| About this exercise |
In the blog post on women's equality day, why does the writer, who works with men, make a point of getting supervision from women?

| Document section |
··········

Since 1971, the 26th August has been designated women’s equality day. It’s a day when women, and some men, reflect on the sexism that is still faced by women around the world.

Perhaps in the West we have made progress towards female equality, some would say not enough. But for great swathes of humanity women continue to be oppressed by men in the most horrific ways. Women are denied an education. The right to vote. To manage their own affairs. To get justice. Even their right to life is brutally repressed in some cultures that ‘honour’ female murder. In countries that prize boys over girls, birth rates show that many female foetuses are electively aborted.

Why am I writing about women’s equality on a men’s well-being blog? Well I suppose the main reason is to set the record straight about a few things.

The first thing is I’m not a ‘male supremacist’. I am interested in men’s experience, but it doesn’t follow that I think men’s experience is somehow ‘better’ or more ‘valid’ than women’s experience. It is not my intention to be sexist when I talk about men and the issues they face.

Second, although I work with men, I always receive supervision from women. All therapists turn to a fellow professional to discuss and receive support for the work they do with clients. Supervision acts as a kind of quality control. It is really important to me that I get a women’s input into my work with men. This helps to counteract any sense of collusion in a ‘boys club’. It also brings a women’s perspective into the room when I work with a man. This is invaluable and many men have benefited from their input.

Third, although I think that men and women are equal, I think this is a political equality. What then becomes difficult to talk about is the real differences that exist in men and women’s psychology. For too long science has been scared off by the feminist critique into reporting gender differences in brains and behaviour. Political equality does not mean that men and women are the same. We are only at the beginning of understanding how and why this is the case.

Finally, I am motivated by the failure of feminism itself. Feminism lets women down by failing to offer a credible model of gender relations. Feminism all too often becomes simply an interest group. What we really need is a political ideology of gender relations that transcends the interest of any one group. My point is that we can’t do that until we really understand men in their own terms. It is this which forms my motivation to working with men.

So on this day which celebrates the ideal of women’s equality, I want to extend my support, and encourage other men to do the same.  Why?  Because it is in supporting the oppressed that we dignify our own humanity.

··········

[Records from a data collection]
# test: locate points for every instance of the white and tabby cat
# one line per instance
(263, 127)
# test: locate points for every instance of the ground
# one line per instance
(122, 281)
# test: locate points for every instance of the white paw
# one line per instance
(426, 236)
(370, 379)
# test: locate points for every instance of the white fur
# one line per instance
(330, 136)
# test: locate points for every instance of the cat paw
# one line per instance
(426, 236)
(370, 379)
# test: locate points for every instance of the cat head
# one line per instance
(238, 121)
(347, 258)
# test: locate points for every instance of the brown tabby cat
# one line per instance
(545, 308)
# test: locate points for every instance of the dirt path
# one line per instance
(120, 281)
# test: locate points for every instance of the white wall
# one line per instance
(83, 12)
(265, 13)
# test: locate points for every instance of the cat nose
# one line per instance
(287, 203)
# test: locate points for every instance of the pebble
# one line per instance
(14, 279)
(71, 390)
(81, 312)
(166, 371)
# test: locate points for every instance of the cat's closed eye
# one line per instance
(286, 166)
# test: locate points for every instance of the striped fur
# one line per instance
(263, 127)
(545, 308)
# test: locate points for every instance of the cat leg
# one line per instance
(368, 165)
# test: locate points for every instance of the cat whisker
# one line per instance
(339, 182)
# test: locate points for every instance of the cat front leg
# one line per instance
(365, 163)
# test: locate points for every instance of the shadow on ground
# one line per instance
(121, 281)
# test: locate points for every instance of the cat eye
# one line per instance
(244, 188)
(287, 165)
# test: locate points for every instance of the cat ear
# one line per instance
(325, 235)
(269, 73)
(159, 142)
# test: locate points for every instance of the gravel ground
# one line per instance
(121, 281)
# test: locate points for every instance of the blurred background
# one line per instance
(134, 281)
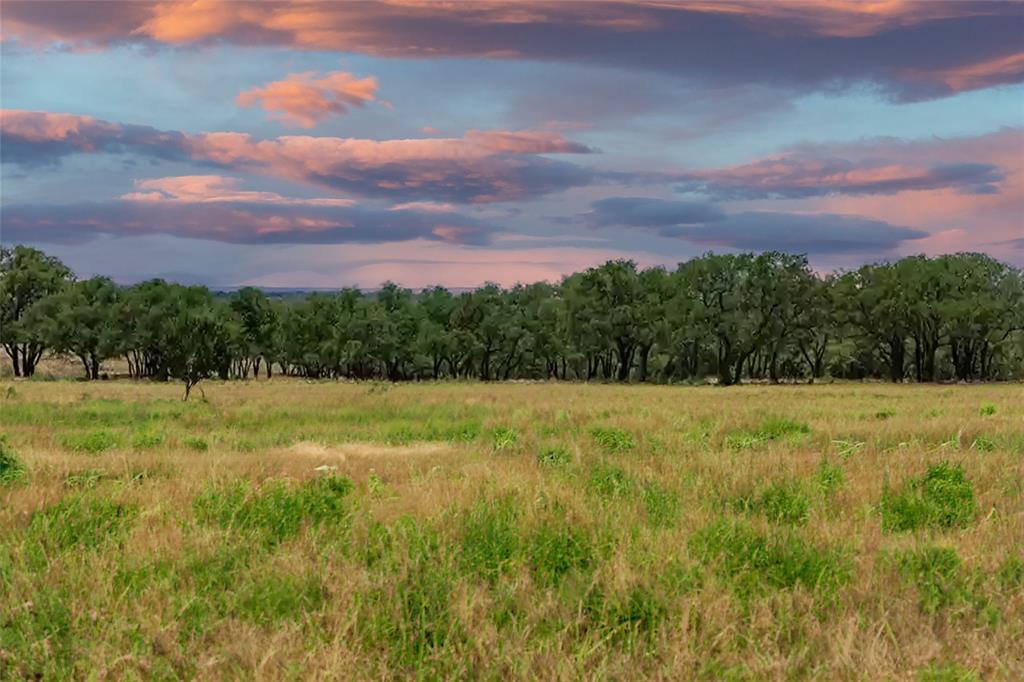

··········

| Task solution |
The writer wants a woman's input into the work with men. It helps counter any sense of collusion in a "boys club" and brings a woman's perspective into the room when working with a man, which the writer calls invaluable.